To change the language the keyboard supports, change the argument to the XkbLayout Option to, for example, fr for French.

The next InputDevice section defines a mouse named Mouse0 that uses the mouse driver. The Device Option specifies a PS2 device. The ZAxisMapping Option maps the Z axis, the mouse wheel, to virtual mouse buttons 4 and 5 that are used to scroll a window. For more information, refer to "Remapping Mouse Buttons" on page 223. When set to YES, the Emulate3Buttons Option enables the user of a two-button mouse to emulate a 3-button mouse by pressing the two buttons simultaneously. See www.xfree86.org/current/mouse.html for a complete list of mouse options.

   Section "InputDevice"
           Identifier  "Mouse0"
           Driver      "mouse"
           Option      "Protocol" "IMPS/2"
           Option      "Device" "/dev/psaux"
           Option      "ZAxisMapping" "4 5"
           Option      "Emulate3Buttons" "no"
   EndSection

The next InputDevice section is similar to the previous one except the Device Option specifies a USB mouse. See "ServerLayout" on page 66 for a discussion.

    Section "InputDevice"

    # If the normal CorePointer mouse is not a USB mouse then
    # this input device can be used in AlwaysCore mode to let you
    # also use USB mice at the same time.
            Identifier  "DevInputMice"
            Driver      "mouse"
            Option      "Protocol" "IMPS/2"
            Option      "Device" "/dev/input/mice"
            Option      "ZAxisMapping" "4 5"
            Option      "Emulate3Buttons" "no"
    EndSection

Monitor

The xorg.conf and XF86Config files must have at least one Monitor section. The easiest way to set up this section is to use the system-config-display or redhat-config-xfree86 utility, which either determines the type of monitor automatically by probing or allows you to select from a list of monitors.

The following section defines a monitor named Monitor0. The VendorName and ModelName are for reference only and do not affect the way the system works. The optional DisplaySize specifies the height and width of the screen in millimeters, allowing X to calculate the DPI of the monitor. HorizSync and VertRefresh specify ranges of vertical refresh frequencies and horizontal sync frequencies for the monitor. These values are available from the manufacturer. The dpms Option specifies the monitor is DPMS (page 969) compliant (has built-in energy saving features).

TASK INSTRUCTIONS:
• 1. Turn the paragraph in the xorg.conf text that begins "The next InputDevice section defines a mouse named Mouse0" into a short bulleted list that keeps its main facts.
• 2. Answer these from the xorg.conf text, one per line:
(a) What argument to the XkbLayout Option would set the keyboard to French?
(b) What Identifier does the InputDevice section for the USB mouse use?
(c) What is the smallest number of Monitor sections the xorg.conf and XF86Config files must have?
• 3. Carry the xorg.conf text on from its last sentence.
The rows have nothing to do with the xorg.conf text.

Saved items from a collection
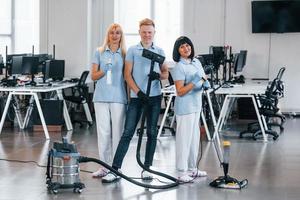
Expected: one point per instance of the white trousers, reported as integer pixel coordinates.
(110, 119)
(187, 141)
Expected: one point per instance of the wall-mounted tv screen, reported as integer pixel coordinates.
(275, 16)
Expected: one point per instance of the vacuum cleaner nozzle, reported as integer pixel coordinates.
(226, 181)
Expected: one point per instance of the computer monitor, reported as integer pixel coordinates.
(16, 65)
(42, 62)
(54, 69)
(30, 65)
(206, 61)
(1, 64)
(218, 55)
(240, 62)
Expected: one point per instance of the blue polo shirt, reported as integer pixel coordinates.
(141, 69)
(115, 92)
(191, 102)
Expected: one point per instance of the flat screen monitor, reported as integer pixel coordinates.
(1, 64)
(205, 59)
(240, 61)
(275, 16)
(30, 65)
(218, 55)
(54, 69)
(42, 61)
(16, 65)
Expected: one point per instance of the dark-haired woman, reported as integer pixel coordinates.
(189, 78)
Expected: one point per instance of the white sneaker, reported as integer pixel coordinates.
(185, 178)
(110, 178)
(100, 173)
(197, 173)
(146, 175)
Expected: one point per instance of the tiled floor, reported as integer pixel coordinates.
(272, 168)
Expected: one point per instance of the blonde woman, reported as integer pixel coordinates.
(110, 97)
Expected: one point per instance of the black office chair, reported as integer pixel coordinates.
(269, 109)
(79, 96)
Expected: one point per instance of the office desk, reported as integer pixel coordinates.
(33, 92)
(171, 93)
(247, 90)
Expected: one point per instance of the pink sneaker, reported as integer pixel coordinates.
(198, 173)
(100, 173)
(185, 179)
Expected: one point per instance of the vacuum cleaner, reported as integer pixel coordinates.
(63, 168)
(63, 160)
(226, 181)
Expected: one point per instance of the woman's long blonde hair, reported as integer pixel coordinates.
(105, 44)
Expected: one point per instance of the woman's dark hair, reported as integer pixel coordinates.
(180, 41)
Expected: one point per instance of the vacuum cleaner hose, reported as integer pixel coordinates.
(167, 186)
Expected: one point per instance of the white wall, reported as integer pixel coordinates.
(76, 27)
(228, 22)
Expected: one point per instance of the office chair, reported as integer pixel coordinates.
(79, 96)
(269, 109)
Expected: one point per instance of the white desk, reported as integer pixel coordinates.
(171, 91)
(248, 90)
(33, 92)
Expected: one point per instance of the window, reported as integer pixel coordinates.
(19, 26)
(166, 15)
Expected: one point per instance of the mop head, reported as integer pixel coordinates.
(228, 182)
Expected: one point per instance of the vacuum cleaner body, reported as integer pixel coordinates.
(63, 168)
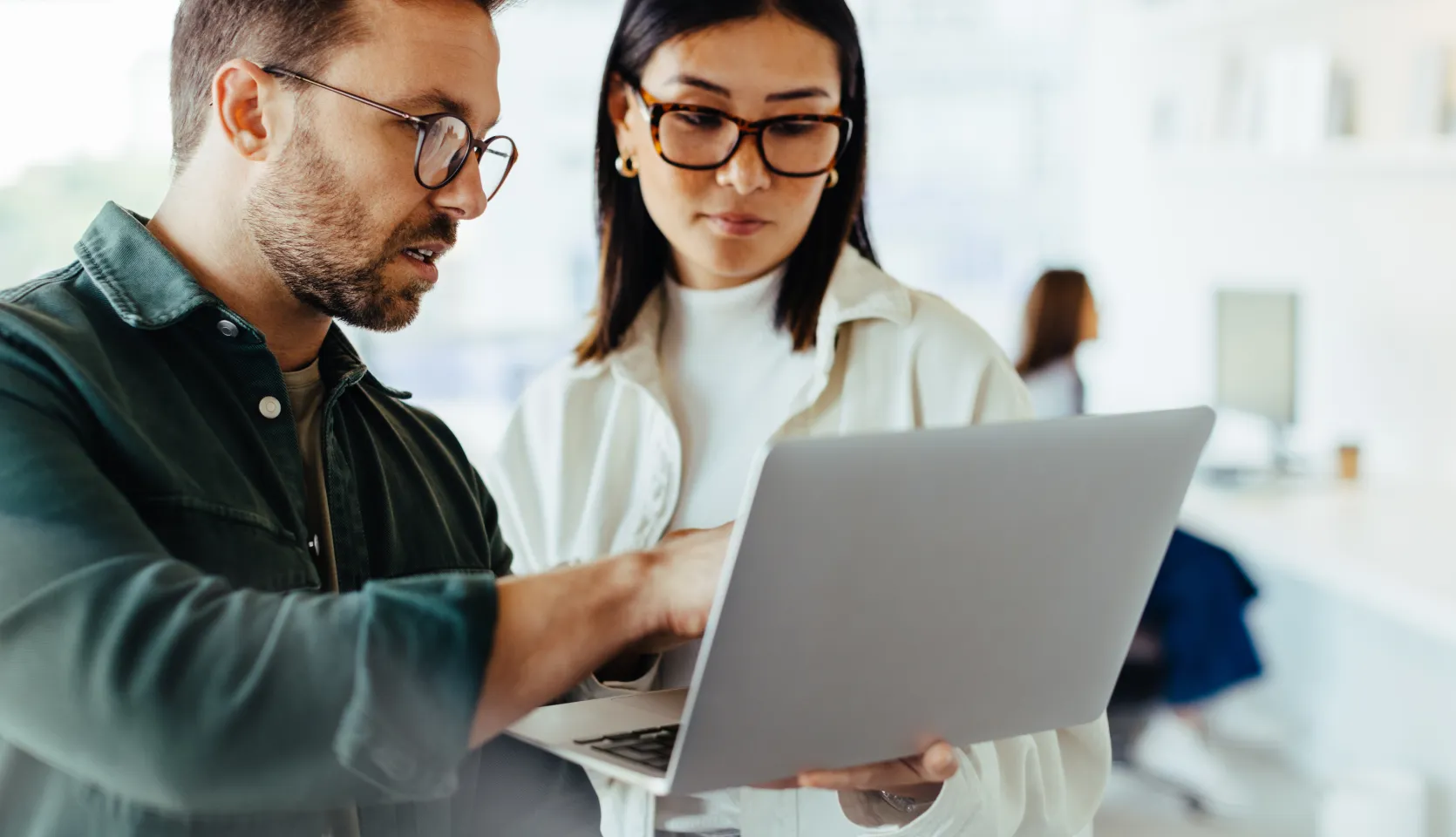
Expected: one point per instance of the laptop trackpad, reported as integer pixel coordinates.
(562, 724)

ANSWER LIST:
• 1.
- Defines a mouse named Mouse0 that uses the mouse driver.
- The Device Option specifies a PS2 device.
- The ZAxisMapping Option maps the Z axis (the mouse wheel) to virtual mouse buttons 4 and 5, which scroll a window. More is in "Remapping Mouse Buttons" on page 223.
- Emulate3Buttons set to YES lets a two-button mouse act as a 3-button mouse when both buttons are pressed at once.
- A complete list of mouse options is at www.xfree86.org/current/mouse.html.

• 2.
(a) fr
(b) DevInputMice
(c) One

• 3.
   Section "Monitor"
           Identifier    "Monitor0"
           VendorName    "Monitor Vendor"
           ModelName     "Dell D1028L"
           DisplaySize   360 290
           HorizSync     31.0 - 70.0
           VertRefresh   50.0 - 120.0
           Option        "dpms"
   EndSection

Your Monitor section may mention DDC (Display Data Channel); DDC can be used by a monitor to inform a video card about its properties.

Device

The xorg.conf and XF86Config files must have at least one Device section to specify the type of video card in the system. The VendorName and BoardName are for reference only and do not affect the way the system works. The easiest way to set up this section is to use the system-config-display or redhat-config-xfree86 utility, both of which usually determine the type of video card by probing. The following Device section specifies that Videocard0 uses the tdfx driver:

   Section "Device"
           Identifier "Videocard0"
           Driver     "tdfx"
           VendorName "Videocard vendor"
           BoardName  "Voodoo3 (generic)"
   EndSection

Screen

The xorg.conf and XF86Config files must have at least one Screen section. This section binds a video card specified in the Device section with a display specified in the Monitor section. The following Screen section specifies that Screen0 comprises Videocard0 and Monitor0, both defined elsewhere in the file. The DefaultDepth entry specifies the default color depth (page 963), which can be overridden in the Display subsection (next).

Each Screen section must have at least one Display subsection. The following subsection specifies a color Depth and three Modes. The modes specify screen resolutions in dots-per-inch (DPI). The first mode is the default; you can switch between modes while X is running by pressing CONTROL-ALT-KEYPAD+ or CONTROL-ALT-KEYPAD–. You must use the plus or minus on the numeric keypad when giving these commands. X ignores invalid modes.

   Section "Screen"
           Identifier  "Screen0"
           Device      "Videocard0"
           Monitor     "Monitor0"
           DefaultDepth     24
           SubSection  "Display"
            Depth       24
            Modes       "1024x768" "800x600" "640x480"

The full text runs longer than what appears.